CHECK YOUR UNDERSTANDING:
1. Reproduce the tokio migration plan between "Why not tokio" and "current Ctrl+C issue.", inclusive, renaming "JoinSet" to "TaskSet" wherever it occurs.
2. According to the tokio migration plan, what is the fallback if asupersync proves unviable?
3. Continue the tokio migration plan from its final sentence.

PAGE TEXT:
BEGIN

Why not tokio CancellationToken + JoinSet?

The core problems (Ctrl+C drops requests, no structured cancellation) can be fixed without replacing the runtime. Tokio's CancellationToken + JoinSet + explicit task tracking gives structured cancellation for fan-out patterns. This was considered and rejected for two reasons:

  1. Obligation tracking is the real win. CancellationToken/JoinSet fix the "cancel cleanly" problem but don't give us obligation tracking (compile-time proof that all spawned work is awaited) or deterministic lab testing. These are the features that prevent future concurrency bugs, not just the current Ctrl+C issue.
  2. Separation of concerns. Fixing Ctrl+C with tokio primitives first, then migrating the runtime second, doubles the migration effort (rewrite fan-out twice). Since we have no users and no backwards compatibility concerns, a single clean migration is lower total cost.

If asupersync proves unviable (nightly breakage, API instability), the fallback is exactly this: tokio + CancellationToken + JoinSet.


Current Tokio Usage Inventory

Production code (must migrate)

Location API Purpose
main.rs:53 #[tokio::main] Runtime entrypoint
main.rs (4 sites) tokio::spawn + tokio::signal::ctrl_c Ctrl+C signal handlers
gitlab/client.rs:9 tokio::sync::Mutex Rate limiter lock
gitlab/client.rs:10 tokio::time::sleep Rate limiter backoff
gitlab/client.rs:729,736 tokio::join! Parallel pagination

Production code (reqwest -- must replace)

Location Usage
gitlab/client.rs REST API: GET with headers/query, response status/headers/JSON, pagination via x-next-page and Link headers, retry on 429
gitlab/graphql.rs GraphQL: POST with Bearer auth + JSON body, response JSON parsing
embedding/ollama.rs Ollama: GET health check, POST JSON embedding requests

Test code (keep on tokio via dev-dep)

File Tests Uses wiremock?
gitlab/graphql_tests.rs 30 Yes
gitlab/client_tests.rs 4 Yes
embedding/pipeline_tests.rs 4 Yes
ingestion/surgical_tests.rs 4 async Yes

Test code (switch to asupersync)

File Tests Why safe
core/timeline_seed_tests.rs 13 Pure CPU/SQLite, no HTTP, no tokio APIs

Test code (already sync #[test] -- no changes)

~35 test files across documents/, core/, embedding/, gitlab/transformers/, ingestion/, cli/commands/, tests/


Phase 0: Preparation (no runtime change)

Goal: Reduce tokio surface area before the swap. Each step is independently valuable.

0a. Extract signal handler

The 4 identical Ctrl+C handlers in main.rs (lines 1020, 2341, 2493, 2524) become one function in core/shutdown.rs:

pub fn install_ctrl_c_handler(signal: ShutdownSignal) {
    tokio::spawn(async move {
        let _ = tokio::signal::ctrl_c().await;
        eprintln!("\nInterrupted, finishing current batch... (Ctrl+C again to force quit)");
        signal.cancel();
        let _ = tokio::signal::ctrl_c().await;
        std::process::exit(130);
    });
}

4 spawn sites -> 1 function. The function body changes in Phase 3.

END

SUPPLIED ENTRIES:
BEGIN

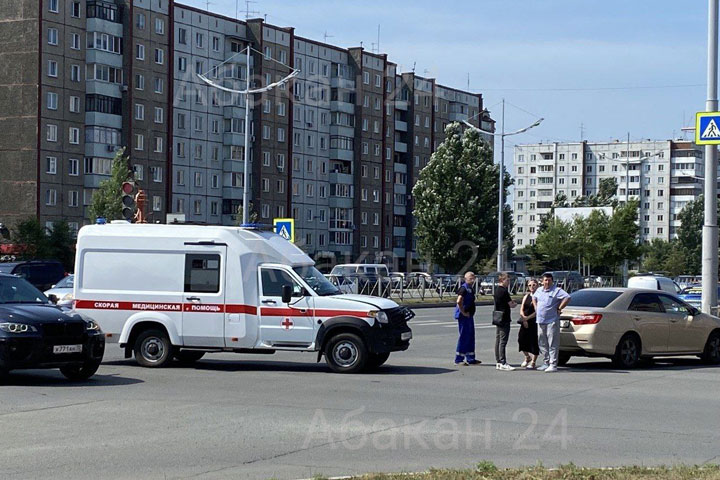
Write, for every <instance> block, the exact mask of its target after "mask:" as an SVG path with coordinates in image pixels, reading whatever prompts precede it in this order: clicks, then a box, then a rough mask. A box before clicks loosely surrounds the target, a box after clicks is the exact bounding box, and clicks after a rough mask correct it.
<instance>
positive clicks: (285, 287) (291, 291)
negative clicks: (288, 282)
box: [282, 285, 292, 303]
mask: <svg viewBox="0 0 720 480" xmlns="http://www.w3.org/2000/svg"><path fill="white" fill-rule="evenodd" d="M282 297H283V303H290V299H291V298H292V287H291V286H290V285H283V289H282Z"/></svg>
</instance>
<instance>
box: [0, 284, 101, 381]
mask: <svg viewBox="0 0 720 480" xmlns="http://www.w3.org/2000/svg"><path fill="white" fill-rule="evenodd" d="M104 353H105V337H104V336H103V333H102V331H101V330H100V327H99V326H98V324H97V323H95V322H94V321H92V320H90V319H88V318H85V317H82V316H80V315H79V314H76V313H73V312H67V313H65V312H63V310H61V309H60V308H59V307H57V306H55V305H53V304H52V303H50V301H49V300H48V299H47V297H46V296H45V295H43V293H42V292H40V291H39V290H38V289H37V288H35V287H33V286H32V285H30V284H29V283H28V282H27V281H25V280H23V279H22V278H18V277H16V276H14V275H7V274H3V273H0V379H2V377H4V376H6V375H7V373H8V372H9V371H10V370H15V369H27V368H59V369H60V372H62V374H63V375H65V376H66V377H67V378H69V379H70V380H86V379H88V378H90V377H92V376H93V375H94V374H95V372H96V371H97V369H98V367H99V366H100V362H101V361H102V358H103V354H104Z"/></svg>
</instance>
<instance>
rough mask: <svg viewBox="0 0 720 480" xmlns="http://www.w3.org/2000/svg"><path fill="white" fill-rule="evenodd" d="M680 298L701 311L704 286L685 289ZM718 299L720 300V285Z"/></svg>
mask: <svg viewBox="0 0 720 480" xmlns="http://www.w3.org/2000/svg"><path fill="white" fill-rule="evenodd" d="M678 297H679V298H680V300H682V301H684V302H685V303H687V304H689V305H692V306H693V307H695V308H697V309H698V310H699V309H700V308H702V285H700V284H695V285H691V286H689V287H686V288H683V289H682V291H681V292H680V295H678ZM718 298H720V285H718Z"/></svg>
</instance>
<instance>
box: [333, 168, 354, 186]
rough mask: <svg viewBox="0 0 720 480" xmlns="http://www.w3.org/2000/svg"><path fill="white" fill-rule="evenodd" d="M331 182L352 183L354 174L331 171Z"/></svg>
mask: <svg viewBox="0 0 720 480" xmlns="http://www.w3.org/2000/svg"><path fill="white" fill-rule="evenodd" d="M329 180H330V183H334V184H344V185H352V184H353V176H352V174H350V173H340V172H336V171H332V172H330V178H329Z"/></svg>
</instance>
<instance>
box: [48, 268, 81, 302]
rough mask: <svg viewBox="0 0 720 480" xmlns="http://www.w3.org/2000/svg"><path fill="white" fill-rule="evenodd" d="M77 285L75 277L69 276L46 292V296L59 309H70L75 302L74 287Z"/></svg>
mask: <svg viewBox="0 0 720 480" xmlns="http://www.w3.org/2000/svg"><path fill="white" fill-rule="evenodd" d="M74 283H75V275H68V276H67V277H65V278H63V279H62V280H60V281H59V282H58V283H56V284H55V285H53V286H52V287H50V290H46V291H45V292H44V293H45V296H46V297H48V298H49V299H50V300H51V301H52V302H53V303H55V304H56V305H58V306H59V307H65V308H70V307H72V302H73V298H74V297H73V285H74Z"/></svg>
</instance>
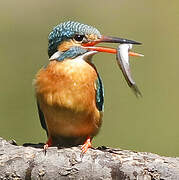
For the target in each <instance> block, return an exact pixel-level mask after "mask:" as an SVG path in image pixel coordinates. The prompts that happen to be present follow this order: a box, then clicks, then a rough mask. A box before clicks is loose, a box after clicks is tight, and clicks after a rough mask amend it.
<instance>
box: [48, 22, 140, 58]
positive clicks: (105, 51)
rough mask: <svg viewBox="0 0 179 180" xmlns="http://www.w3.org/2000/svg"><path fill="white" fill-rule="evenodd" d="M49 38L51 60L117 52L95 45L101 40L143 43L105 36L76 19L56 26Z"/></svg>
mask: <svg viewBox="0 0 179 180" xmlns="http://www.w3.org/2000/svg"><path fill="white" fill-rule="evenodd" d="M48 40H49V42H48V55H49V58H50V60H54V59H56V60H59V61H61V60H64V59H65V58H75V57H77V56H80V55H83V54H84V55H85V54H86V57H87V58H88V57H90V56H92V55H94V54H95V53H97V52H108V53H115V51H114V49H112V48H103V47H95V46H94V45H96V44H98V43H101V42H107V43H126V44H127V43H128V44H141V43H139V42H136V41H132V40H128V39H123V38H116V37H110V36H103V35H101V34H100V32H99V31H98V30H97V29H96V28H94V27H92V26H88V25H85V24H81V23H79V22H74V21H67V22H64V23H61V24H59V25H57V26H56V27H54V28H53V30H52V32H51V33H50V34H49V37H48Z"/></svg>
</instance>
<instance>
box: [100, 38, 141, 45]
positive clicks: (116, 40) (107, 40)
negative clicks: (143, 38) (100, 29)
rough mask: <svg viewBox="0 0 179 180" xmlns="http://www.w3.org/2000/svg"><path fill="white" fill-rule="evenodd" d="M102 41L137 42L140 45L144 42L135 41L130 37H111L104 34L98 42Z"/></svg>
mask: <svg viewBox="0 0 179 180" xmlns="http://www.w3.org/2000/svg"><path fill="white" fill-rule="evenodd" d="M101 42H106V43H120V44H136V45H140V44H142V43H140V42H137V41H133V40H128V39H123V38H118V37H111V36H102V37H101V38H100V39H99V40H98V43H101Z"/></svg>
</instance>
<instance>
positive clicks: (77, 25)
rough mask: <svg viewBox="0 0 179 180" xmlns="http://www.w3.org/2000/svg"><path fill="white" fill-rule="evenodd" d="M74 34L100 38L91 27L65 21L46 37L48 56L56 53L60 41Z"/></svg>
mask: <svg viewBox="0 0 179 180" xmlns="http://www.w3.org/2000/svg"><path fill="white" fill-rule="evenodd" d="M75 34H79V35H88V34H95V35H97V36H98V37H100V36H101V34H100V32H99V31H98V30H97V29H96V28H94V27H92V26H88V25H85V24H81V23H79V22H74V21H67V22H64V23H61V24H59V25H57V26H56V27H54V28H53V31H52V32H51V33H50V34H49V36H48V40H49V42H48V55H49V57H51V56H52V55H53V54H54V53H55V52H56V51H57V47H58V45H59V44H60V42H61V41H63V40H65V39H69V38H72V37H73V36H74V35H75Z"/></svg>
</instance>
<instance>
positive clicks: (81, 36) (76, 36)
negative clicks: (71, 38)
mask: <svg viewBox="0 0 179 180" xmlns="http://www.w3.org/2000/svg"><path fill="white" fill-rule="evenodd" d="M84 37H85V36H84V35H79V34H77V35H75V36H74V38H73V39H74V40H75V41H77V42H81V41H83V39H84Z"/></svg>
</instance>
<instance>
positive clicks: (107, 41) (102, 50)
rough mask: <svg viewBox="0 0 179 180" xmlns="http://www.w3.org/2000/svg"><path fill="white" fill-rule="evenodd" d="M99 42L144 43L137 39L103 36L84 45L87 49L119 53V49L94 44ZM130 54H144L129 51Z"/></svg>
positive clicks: (107, 52)
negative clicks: (136, 40) (123, 38)
mask: <svg viewBox="0 0 179 180" xmlns="http://www.w3.org/2000/svg"><path fill="white" fill-rule="evenodd" d="M98 43H120V44H136V45H140V44H142V43H140V42H137V41H133V40H128V39H123V38H118V37H110V36H101V38H100V39H98V40H96V41H91V42H88V43H85V44H83V45H82V46H83V47H84V48H86V49H89V50H93V51H98V52H106V53H112V54H117V50H116V49H114V48H109V47H100V46H98V47H97V46H96V47H95V46H94V45H96V44H98ZM129 55H130V56H143V55H142V54H139V53H134V52H131V51H129Z"/></svg>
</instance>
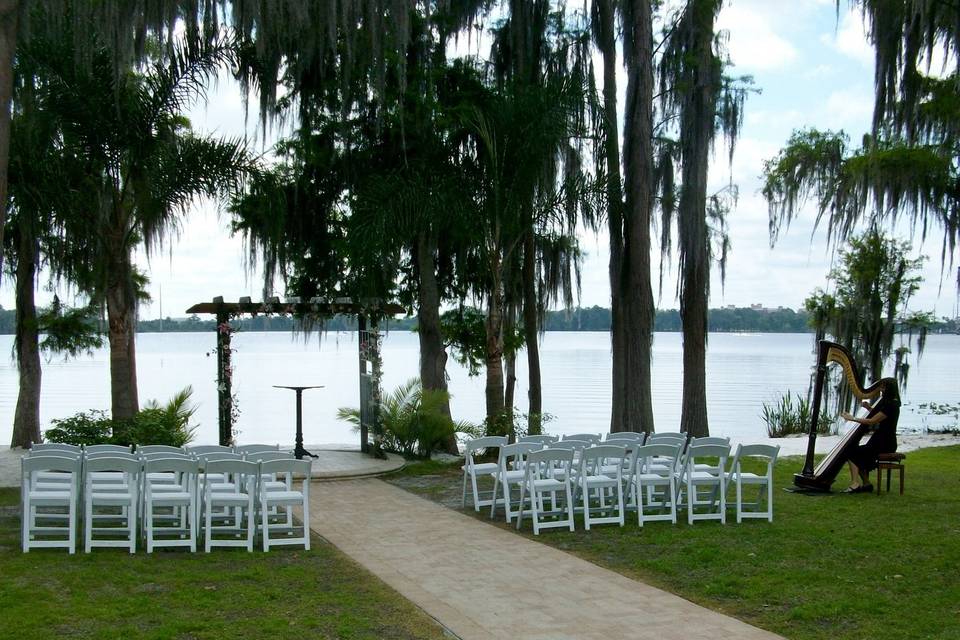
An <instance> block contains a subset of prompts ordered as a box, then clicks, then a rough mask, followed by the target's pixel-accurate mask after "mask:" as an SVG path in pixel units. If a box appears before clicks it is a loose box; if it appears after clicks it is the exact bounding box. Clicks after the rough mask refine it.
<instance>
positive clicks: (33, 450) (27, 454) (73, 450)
mask: <svg viewBox="0 0 960 640" xmlns="http://www.w3.org/2000/svg"><path fill="white" fill-rule="evenodd" d="M82 455H83V449H76V450H74V449H40V450H39V451H34V450H33V449H30V451H29V452H28V453H27V455H26V457H27V458H43V457H50V456H54V457H57V456H60V457H64V458H80V457H81V456H82Z"/></svg>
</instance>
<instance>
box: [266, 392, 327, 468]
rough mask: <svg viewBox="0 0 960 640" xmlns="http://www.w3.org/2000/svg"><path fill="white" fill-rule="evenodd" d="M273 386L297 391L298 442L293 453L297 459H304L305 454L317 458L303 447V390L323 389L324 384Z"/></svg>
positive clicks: (297, 422)
mask: <svg viewBox="0 0 960 640" xmlns="http://www.w3.org/2000/svg"><path fill="white" fill-rule="evenodd" d="M273 386H274V388H275V389H292V390H293V391H296V392H297V443H296V446H295V447H294V449H293V455H294V456H295V457H296V458H297V460H303V456H310V457H311V458H316V457H317V456H316V455H314V454H312V453H310V452H309V451H307V450H306V449H304V448H303V391H304V389H322V388H323V385H322V384H318V385H313V386H308V387H288V386H285V385H280V384H275V385H273Z"/></svg>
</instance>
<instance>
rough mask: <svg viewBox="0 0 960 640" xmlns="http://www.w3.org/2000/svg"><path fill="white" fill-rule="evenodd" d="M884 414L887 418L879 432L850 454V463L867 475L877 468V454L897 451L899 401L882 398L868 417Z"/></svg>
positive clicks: (870, 411) (883, 419)
mask: <svg viewBox="0 0 960 640" xmlns="http://www.w3.org/2000/svg"><path fill="white" fill-rule="evenodd" d="M878 413H882V414H883V415H884V416H885V418H884V419H883V421H882V422H880V424H878V425H877V430H876V431H874V432H873V435H872V436H870V440H868V441H867V443H866V444H862V445H860V446H858V447H857V448H856V449H854V450H853V451H852V452H851V453H850V461H851V462H852V463H853V464H855V465H857V468H858V469H860V471H862V472H864V473H867V472H868V471H873V470H874V469H876V468H877V454H880V453H893V452H894V451H896V450H897V421H898V420H899V419H900V402H899V400H893V399H890V400H887V399H885V398H881V399H880V402H878V403H877V406H875V407H874V408H873V409H872V410H871V411H870V413H869V414H868V415H867V417H868V418H869V417H872V416H874V415H876V414H878Z"/></svg>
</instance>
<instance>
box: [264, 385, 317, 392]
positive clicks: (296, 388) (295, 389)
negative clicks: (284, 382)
mask: <svg viewBox="0 0 960 640" xmlns="http://www.w3.org/2000/svg"><path fill="white" fill-rule="evenodd" d="M323 387H324V385H322V384H315V385H311V386H306V387H289V386H287V385H283V384H275V385H273V388H274V389H293V390H294V391H303V390H304V389H323Z"/></svg>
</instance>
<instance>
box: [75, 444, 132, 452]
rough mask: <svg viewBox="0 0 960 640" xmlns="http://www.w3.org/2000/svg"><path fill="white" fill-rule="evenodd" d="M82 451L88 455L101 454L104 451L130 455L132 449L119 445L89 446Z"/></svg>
mask: <svg viewBox="0 0 960 640" xmlns="http://www.w3.org/2000/svg"><path fill="white" fill-rule="evenodd" d="M83 451H84V453H86V454H88V455H89V454H91V453H103V452H104V451H109V452H111V453H130V452H131V451H132V449H131V448H130V447H125V446H123V445H120V444H91V445H87V446H86V447H84V448H83Z"/></svg>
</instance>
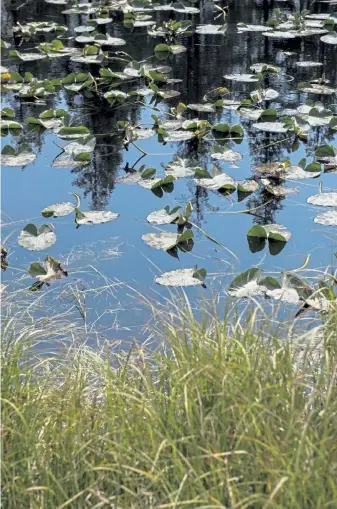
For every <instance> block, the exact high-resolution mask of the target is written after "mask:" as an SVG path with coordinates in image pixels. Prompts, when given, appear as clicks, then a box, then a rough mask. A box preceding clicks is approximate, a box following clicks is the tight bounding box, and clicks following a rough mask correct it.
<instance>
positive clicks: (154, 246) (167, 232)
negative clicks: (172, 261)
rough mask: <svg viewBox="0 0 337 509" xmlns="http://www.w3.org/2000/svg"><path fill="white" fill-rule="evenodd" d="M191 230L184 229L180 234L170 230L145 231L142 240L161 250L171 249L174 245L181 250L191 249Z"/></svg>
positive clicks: (168, 249)
mask: <svg viewBox="0 0 337 509" xmlns="http://www.w3.org/2000/svg"><path fill="white" fill-rule="evenodd" d="M193 238H194V235H193V232H192V231H191V230H186V231H184V232H183V233H182V234H179V233H172V232H161V233H159V234H157V233H147V234H146V235H142V240H143V241H144V242H146V244H148V245H149V246H151V247H153V248H155V249H162V250H163V251H171V250H173V249H174V248H175V247H177V248H179V249H180V250H181V251H191V249H192V248H193Z"/></svg>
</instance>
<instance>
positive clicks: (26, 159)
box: [1, 144, 36, 166]
mask: <svg viewBox="0 0 337 509" xmlns="http://www.w3.org/2000/svg"><path fill="white" fill-rule="evenodd" d="M35 159H36V154H34V152H33V150H32V149H31V147H30V146H29V145H26V144H24V145H21V147H19V148H18V149H17V150H15V149H14V148H13V147H11V146H10V145H5V146H4V148H3V149H2V152H1V161H2V164H3V165H4V166H27V164H30V163H32V162H33V161H35Z"/></svg>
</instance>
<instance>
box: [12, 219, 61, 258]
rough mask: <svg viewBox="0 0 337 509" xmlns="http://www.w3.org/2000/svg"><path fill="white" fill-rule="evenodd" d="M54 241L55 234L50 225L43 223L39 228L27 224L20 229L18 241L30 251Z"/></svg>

END

ANSWERS FOR THE TASKS:
1.
Why not tokio CancellationToken + TaskSet?

The core problems (Ctrl+C drops requests, no structured cancellation) can be fixed without replacing the runtime. Tokio's CancellationToken + TaskSet + explicit task tracking gives structured cancellation for fan-out patterns. This was considered and rejected for two reasons:

  1. Obligation tracking is the real win. CancellationToken/TaskSet fix the "cancel cleanly" problem but don't give us obligation tracking (compile-time proof that all spawned work is awaited) or deterministic lab testing. These are the features that prevent future concurrency bugs, not just the current Ctrl+C issue.

2. The fallback is tokio + CancellationToken + JoinSet.

3.
0b. Replace tokio::sync::Mutex with std::sync::Mutex

In gitlab/client.rs, the rate limiter lock guards a tiny sync critical section (check Instant::now(), compute delay). No async work inside the lock. std::sync::Mutex is correct and removes a tokio dependency:

// Before
use tokio::sync::Mutex;
let delay = self.rate_limiter.lock().await.check_delay();

// After
use std::sync::Mutex;
let delay = self.rate_limiter.lock().expect("rate limiter poisoned").check_delay();

Note: .expect() over .unwrap() for clarity. Poisoning is near-impossible here (the critical section is a trivial Instant::now() check), but the explicit message aids debugging if it ever fires.

Contention constraint: std::sync::Mutex blocks the executor thread while held. This is safe only because the critical section is a single Instant::now() comparison with no I/O. If the rate limiter ever grows to include async work (HTTP calls, DB queries), it must move back to an async-aware lock. Document this constraint with a comment at the lock site.

0c. Replace tokio::join! with futures::join!

In gitlab/client.rs:729,736. futures::join! is runtime-agnostic and already in deps.

After Phase 0, remaining tokio in production code:

  • #[tokio::main] (1 site)
  • tokio::spawn + tokio::signal::ctrl_c (1 function)
  • tokio::time::sleep (1 import)

Phase 0d: Error Type Migration (must precede adapter layer)

The adapter layer (Phase 1) uses GitLabNetworkError { detail: Option<String> }, which requires this error type change before the adapter compiles. Placed here so Phases 1-3 compile as a unit.

src/core/error.rs

// Remove:
#[error("HTTP error: {0}")]
Http(#[from] reqwest::Error),

// Change:
#[error("Cannot connect to GitLab at {base_url}")]
GitLabNetworkError {
    base_url: String,
    // Before: source: Option<reqwest::Error>
    // After:
    detail: Option<String>,
},

The adapter layer stringifies HTTP client errors at the boundary so LoreError doesn't depend on any HTTP client's error types. This also means the existing reqwest call sites that construct GitLabNetworkError must be updated to pass detail: Some(format!("{e:?}")) instead of source: Some(e) -- but those sites are rewritten in Phase 2 anyway, so no extra work.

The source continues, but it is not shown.